-- BEGIN --

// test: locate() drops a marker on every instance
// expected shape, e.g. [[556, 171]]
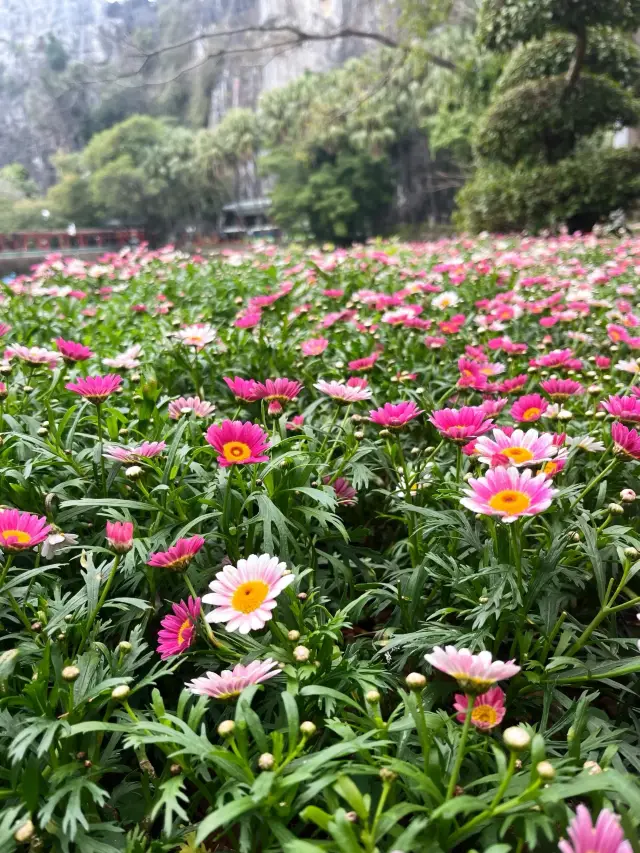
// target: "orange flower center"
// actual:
[[518, 454], [186, 626], [16, 537], [510, 501], [236, 451], [249, 596], [485, 714], [531, 414]]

-- END --

INSTRUCTIONS TO FOLLOW: Arrange the records above as a Markdown table with two columns, "No." and "Line": each non-blank line goes in its own row with its row number. Leave the pictures out.

RESULT OF THIS EXERCISE:
| No. | Line |
|---|---|
| 1 | // test: locate() drops a marker on every instance |
| 2 | // expected shape, e.g. [[556, 171]] |
| 3 | // target: "orange flower center" |
| 4 | // actual: |
| 5 | [[518, 454], [186, 626], [16, 537], [510, 501], [236, 451], [249, 596], [485, 714], [531, 414]] |